* **SET EXERCISE**
Return, character for character, every line from the start of the data up to and including the line that contains "181 91 L 35". Leave out any pictures.

* **Data listing**

## Start

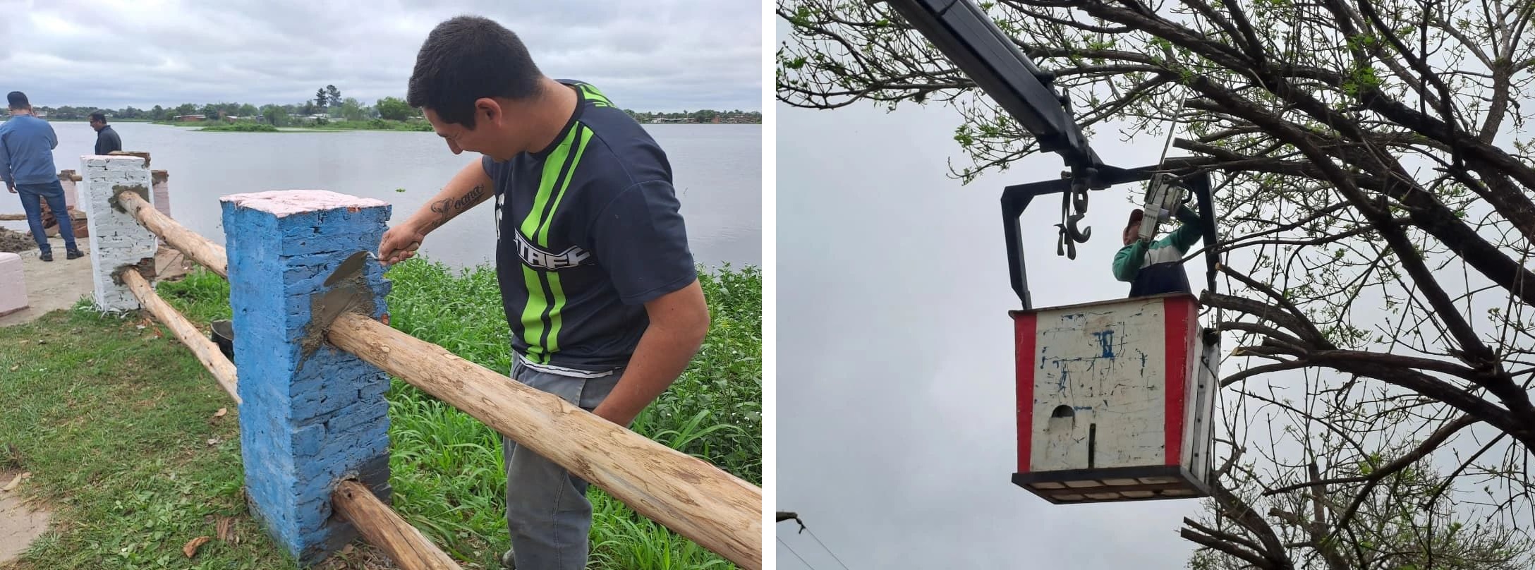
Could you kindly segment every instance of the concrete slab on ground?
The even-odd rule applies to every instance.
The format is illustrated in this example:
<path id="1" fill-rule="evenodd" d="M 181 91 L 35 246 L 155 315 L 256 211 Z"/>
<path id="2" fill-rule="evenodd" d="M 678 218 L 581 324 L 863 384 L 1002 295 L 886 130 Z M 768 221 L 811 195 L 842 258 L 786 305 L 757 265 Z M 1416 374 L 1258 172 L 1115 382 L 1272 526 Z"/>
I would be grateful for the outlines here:
<path id="1" fill-rule="evenodd" d="M 64 258 L 63 238 L 54 237 L 48 241 L 54 249 L 54 261 L 43 261 L 37 249 L 17 252 L 21 257 L 21 273 L 26 280 L 28 307 L 0 316 L 0 327 L 31 323 L 49 312 L 69 309 L 81 298 L 91 298 L 95 287 L 91 281 L 91 240 L 75 240 L 80 250 L 86 254 L 78 260 Z M 167 246 L 160 246 L 160 252 L 155 254 L 155 272 L 160 280 L 186 275 L 192 266 L 186 255 Z"/>
<path id="2" fill-rule="evenodd" d="M 0 485 L 20 472 L 0 472 Z M 18 490 L 0 492 L 0 565 L 14 562 L 26 547 L 48 532 L 49 513 L 21 501 Z"/>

## End

* **WRITTEN SOLUTION**
Could you kindly segment every instance of the concrete slab on ground?
The even-odd rule applies to every instance.
The format is illustrated in this example:
<path id="1" fill-rule="evenodd" d="M 181 91 L 35 246 L 155 315 L 256 211 Z"/>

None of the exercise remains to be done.